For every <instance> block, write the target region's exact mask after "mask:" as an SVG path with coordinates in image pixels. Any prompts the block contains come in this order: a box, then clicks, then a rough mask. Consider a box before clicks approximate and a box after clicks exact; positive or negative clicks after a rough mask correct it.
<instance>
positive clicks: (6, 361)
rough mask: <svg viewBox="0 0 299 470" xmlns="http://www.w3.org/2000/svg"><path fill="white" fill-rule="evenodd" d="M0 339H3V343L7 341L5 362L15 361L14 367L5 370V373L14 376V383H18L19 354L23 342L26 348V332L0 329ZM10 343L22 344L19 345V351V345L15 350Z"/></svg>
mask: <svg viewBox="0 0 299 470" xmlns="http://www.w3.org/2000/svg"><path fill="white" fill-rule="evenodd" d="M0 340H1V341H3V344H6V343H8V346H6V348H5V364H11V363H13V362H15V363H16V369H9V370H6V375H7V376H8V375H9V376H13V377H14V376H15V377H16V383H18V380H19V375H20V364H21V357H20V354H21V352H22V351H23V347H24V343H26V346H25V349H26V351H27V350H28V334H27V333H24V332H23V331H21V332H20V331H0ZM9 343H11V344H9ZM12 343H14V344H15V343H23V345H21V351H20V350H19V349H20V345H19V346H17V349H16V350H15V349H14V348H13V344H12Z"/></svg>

## [TASK BRIEF]
Every line of the listing should be reproduced exactly.

## [FINAL ANSWER]
For every <instance> block, write the target region's exact mask after "mask:" as an SVG path with coordinates in image pixels. Any prompts the block contains come in this order: a box, then clicks, then a rough mask. Consider a box before clicks approximate and a box after clicks exact; positive or negative clicks after a rough mask correct it.
<instance>
positive clicks: (6, 361)
rough mask: <svg viewBox="0 0 299 470" xmlns="http://www.w3.org/2000/svg"><path fill="white" fill-rule="evenodd" d="M0 339H3V343L7 341L5 362L15 361L14 367L5 370V373L14 376V383H18L19 354L23 342L26 348V332L0 329ZM10 343L22 344L19 345V351V345L15 350Z"/></svg>
mask: <svg viewBox="0 0 299 470" xmlns="http://www.w3.org/2000/svg"><path fill="white" fill-rule="evenodd" d="M0 340H1V341H3V344H6V343H8V346H6V348H5V364H11V363H13V362H15V363H16V369H9V370H6V375H7V376H8V375H9V376H13V377H14V376H15V377H16V383H18V380H19V375H20V364H21V357H20V354H21V352H22V351H23V347H24V343H26V346H25V349H26V351H27V350H28V334H27V333H24V332H23V331H21V332H20V331H0ZM9 343H11V344H9ZM12 343H14V344H15V343H23V345H21V351H20V350H19V349H20V345H19V346H17V349H16V350H15V349H14V348H13V344H12Z"/></svg>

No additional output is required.